==== Исходные данные ====

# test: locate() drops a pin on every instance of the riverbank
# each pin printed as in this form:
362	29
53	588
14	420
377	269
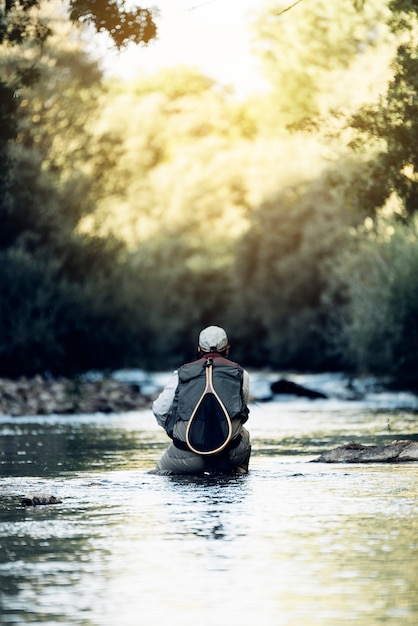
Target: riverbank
39	396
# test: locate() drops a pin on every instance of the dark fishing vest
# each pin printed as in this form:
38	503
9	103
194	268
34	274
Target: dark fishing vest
226	379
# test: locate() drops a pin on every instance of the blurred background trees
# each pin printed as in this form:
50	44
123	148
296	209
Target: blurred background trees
134	213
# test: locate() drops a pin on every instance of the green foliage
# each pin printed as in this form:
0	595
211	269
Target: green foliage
305	51
393	123
20	21
134	215
377	286
282	272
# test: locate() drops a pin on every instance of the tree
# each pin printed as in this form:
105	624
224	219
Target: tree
305	51
19	21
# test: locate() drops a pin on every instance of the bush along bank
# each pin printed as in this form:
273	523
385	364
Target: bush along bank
37	396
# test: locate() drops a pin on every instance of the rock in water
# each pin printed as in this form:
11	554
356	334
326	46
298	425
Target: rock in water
37	499
395	452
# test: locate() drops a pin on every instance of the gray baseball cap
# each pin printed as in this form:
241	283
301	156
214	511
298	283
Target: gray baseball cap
213	338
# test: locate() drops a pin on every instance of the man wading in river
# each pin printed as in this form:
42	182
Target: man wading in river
202	409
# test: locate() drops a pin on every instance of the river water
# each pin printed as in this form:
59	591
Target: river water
292	543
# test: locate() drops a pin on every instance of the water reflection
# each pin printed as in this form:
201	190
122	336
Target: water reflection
292	543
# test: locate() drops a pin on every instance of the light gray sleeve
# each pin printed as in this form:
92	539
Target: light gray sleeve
162	405
246	387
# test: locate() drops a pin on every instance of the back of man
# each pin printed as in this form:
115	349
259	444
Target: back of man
203	409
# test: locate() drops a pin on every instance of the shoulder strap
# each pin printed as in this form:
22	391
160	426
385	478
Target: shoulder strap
209	429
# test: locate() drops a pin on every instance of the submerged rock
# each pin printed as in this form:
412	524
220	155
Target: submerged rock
38	396
395	452
288	387
37	499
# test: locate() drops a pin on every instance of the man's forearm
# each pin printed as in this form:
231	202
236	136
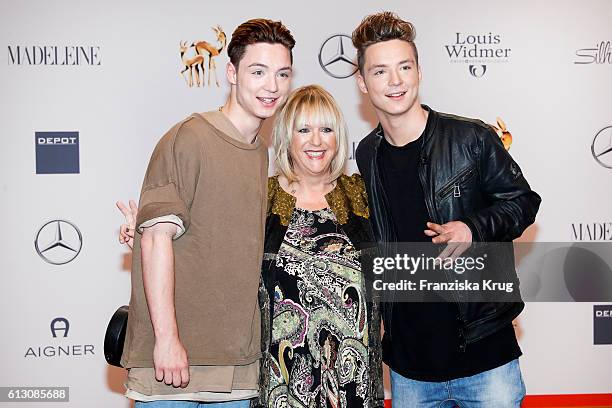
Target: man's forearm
158	280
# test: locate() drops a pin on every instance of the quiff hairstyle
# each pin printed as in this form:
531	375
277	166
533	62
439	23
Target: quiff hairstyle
314	106
383	26
258	30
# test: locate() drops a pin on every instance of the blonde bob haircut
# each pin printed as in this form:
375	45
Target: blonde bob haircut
314	106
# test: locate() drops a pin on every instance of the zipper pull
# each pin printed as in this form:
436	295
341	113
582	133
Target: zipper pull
456	191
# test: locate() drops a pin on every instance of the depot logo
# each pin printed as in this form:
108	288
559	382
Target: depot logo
57	152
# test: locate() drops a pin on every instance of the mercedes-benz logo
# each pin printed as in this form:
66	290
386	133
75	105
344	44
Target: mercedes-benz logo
335	60
58	242
601	148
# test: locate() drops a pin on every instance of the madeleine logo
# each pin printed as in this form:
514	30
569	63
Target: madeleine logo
200	55
48	55
477	51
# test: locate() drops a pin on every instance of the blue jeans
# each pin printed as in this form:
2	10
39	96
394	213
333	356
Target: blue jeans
192	404
501	387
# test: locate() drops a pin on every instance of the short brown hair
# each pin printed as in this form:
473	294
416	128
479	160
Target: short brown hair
255	31
383	26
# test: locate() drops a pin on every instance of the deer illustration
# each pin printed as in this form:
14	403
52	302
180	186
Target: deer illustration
193	64
204	49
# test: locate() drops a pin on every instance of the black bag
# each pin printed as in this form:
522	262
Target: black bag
115	336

====

Выпишите без изменений строки, начиная со строки, где есть «the blonde bob haircut», и заканчивая последней строкой, обе включительно.

== Ответ на задачу ==
# test: locate() drops a pin on every instance of the blonde bob haircut
# each pin printed as in this form:
375	45
Target: blonde bob haircut
314	106
# test: locate() drops a pin on every instance of the zipper pull
# each pin printed as in this form:
436	295
341	113
582	133
Target: zipper pull
456	191
# test: locate() drops a pin on every instance of the depot logo
# each pin printed as in this form:
108	288
559	382
Target: depot logo
57	152
# test: locate() drops a pin on every instance of the mercedes-benz logo
# each pin printed as in this form:
66	290
386	133
75	105
344	44
Target: mercedes-benz logo
335	60
58	242
601	148
# test: locate() drops a pin on every instance of the madeleine logo
# each pin printed as in this form:
514	30
569	63
Target: madeleine logo
200	55
48	55
477	51
# test: locate() drops a pin on every instance of the blue jeans
# each pin printed as in this form:
2	10
39	96
394	213
333	356
Target: blue jeans
192	404
501	387
# test: locate() drops a pin on every instance of the short brown hair
# each pin printed as in this form:
473	294
416	128
479	160
Target: short brown hair
255	31
383	26
# test: locate() drops a pin on every instance of the deer illustration
# each pin printed as in this form:
14	403
52	302
180	186
Target: deer illustration
193	64
204	49
# test: locate() drops a pin on every instance of the black bag
# each pin printed as in this form:
522	262
Target: black bag
115	336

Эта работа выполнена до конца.